#### Task to carry out:
Among the lines of the records below, copy those that hold the word "chocolate".

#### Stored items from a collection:
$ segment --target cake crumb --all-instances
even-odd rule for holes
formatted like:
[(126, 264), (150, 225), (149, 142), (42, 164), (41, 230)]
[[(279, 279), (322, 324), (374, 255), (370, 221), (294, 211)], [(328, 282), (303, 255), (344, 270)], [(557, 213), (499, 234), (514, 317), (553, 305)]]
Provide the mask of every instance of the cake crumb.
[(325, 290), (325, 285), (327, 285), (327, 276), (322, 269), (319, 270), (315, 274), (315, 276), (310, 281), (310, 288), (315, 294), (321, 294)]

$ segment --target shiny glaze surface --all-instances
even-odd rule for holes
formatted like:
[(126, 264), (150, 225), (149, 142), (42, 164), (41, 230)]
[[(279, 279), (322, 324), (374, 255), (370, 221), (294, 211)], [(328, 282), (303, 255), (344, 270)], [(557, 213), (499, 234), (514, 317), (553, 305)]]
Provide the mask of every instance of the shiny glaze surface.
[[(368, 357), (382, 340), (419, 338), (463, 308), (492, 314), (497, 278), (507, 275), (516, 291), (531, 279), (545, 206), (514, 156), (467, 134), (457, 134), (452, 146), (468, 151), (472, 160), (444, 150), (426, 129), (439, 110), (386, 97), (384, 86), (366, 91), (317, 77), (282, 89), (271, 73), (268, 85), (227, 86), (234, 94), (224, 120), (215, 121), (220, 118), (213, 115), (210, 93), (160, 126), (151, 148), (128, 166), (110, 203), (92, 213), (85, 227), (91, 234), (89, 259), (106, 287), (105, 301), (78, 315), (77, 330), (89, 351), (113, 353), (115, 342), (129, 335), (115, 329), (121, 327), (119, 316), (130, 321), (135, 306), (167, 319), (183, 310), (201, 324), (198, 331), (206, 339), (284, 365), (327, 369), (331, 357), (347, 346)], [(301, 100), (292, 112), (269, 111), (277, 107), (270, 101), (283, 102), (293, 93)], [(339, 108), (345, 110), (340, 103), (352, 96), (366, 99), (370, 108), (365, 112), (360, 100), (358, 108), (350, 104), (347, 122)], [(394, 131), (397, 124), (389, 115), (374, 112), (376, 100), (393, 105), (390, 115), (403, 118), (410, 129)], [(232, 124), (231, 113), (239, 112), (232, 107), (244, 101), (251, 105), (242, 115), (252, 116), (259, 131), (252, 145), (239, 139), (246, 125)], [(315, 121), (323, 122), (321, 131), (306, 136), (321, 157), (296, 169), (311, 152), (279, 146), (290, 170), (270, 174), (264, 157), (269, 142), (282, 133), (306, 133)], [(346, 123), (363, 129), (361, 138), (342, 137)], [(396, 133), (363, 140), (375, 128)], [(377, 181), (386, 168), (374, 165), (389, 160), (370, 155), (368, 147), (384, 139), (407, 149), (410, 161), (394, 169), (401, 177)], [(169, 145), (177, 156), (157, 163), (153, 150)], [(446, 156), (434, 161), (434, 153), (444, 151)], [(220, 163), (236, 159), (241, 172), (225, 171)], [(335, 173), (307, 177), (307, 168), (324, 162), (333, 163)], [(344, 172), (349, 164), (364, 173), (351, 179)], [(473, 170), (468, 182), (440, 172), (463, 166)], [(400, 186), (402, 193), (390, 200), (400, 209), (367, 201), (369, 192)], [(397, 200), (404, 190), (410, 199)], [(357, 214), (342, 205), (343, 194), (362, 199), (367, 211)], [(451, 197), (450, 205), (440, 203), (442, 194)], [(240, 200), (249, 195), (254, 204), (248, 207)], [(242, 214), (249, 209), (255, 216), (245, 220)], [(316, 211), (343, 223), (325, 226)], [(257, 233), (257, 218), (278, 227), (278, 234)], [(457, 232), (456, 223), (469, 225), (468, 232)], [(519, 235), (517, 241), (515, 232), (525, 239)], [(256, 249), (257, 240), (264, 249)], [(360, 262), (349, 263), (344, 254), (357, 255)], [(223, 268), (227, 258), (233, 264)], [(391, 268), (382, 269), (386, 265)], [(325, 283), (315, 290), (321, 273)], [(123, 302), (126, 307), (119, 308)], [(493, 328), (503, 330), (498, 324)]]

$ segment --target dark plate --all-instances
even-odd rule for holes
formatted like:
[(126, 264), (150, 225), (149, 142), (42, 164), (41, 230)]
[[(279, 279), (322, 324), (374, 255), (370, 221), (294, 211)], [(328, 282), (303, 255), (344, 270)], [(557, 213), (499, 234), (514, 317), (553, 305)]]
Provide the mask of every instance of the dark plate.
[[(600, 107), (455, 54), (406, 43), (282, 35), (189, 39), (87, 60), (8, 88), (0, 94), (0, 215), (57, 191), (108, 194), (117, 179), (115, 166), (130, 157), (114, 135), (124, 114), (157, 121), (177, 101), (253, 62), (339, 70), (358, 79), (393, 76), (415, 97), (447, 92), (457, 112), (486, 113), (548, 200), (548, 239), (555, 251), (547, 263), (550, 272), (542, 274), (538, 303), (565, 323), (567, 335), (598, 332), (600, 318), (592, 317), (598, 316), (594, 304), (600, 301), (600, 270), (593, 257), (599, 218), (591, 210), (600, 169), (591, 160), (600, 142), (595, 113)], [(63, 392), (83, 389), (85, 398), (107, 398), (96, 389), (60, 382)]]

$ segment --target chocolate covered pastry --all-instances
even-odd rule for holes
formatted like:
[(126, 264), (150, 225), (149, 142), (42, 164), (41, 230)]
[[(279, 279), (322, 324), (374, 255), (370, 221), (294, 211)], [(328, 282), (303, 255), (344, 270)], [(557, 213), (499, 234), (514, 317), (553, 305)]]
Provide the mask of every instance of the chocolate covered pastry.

#### Written answer:
$ segment --target chocolate covered pastry --all-instances
Provide the mask of every instance of the chocolate covered pastry.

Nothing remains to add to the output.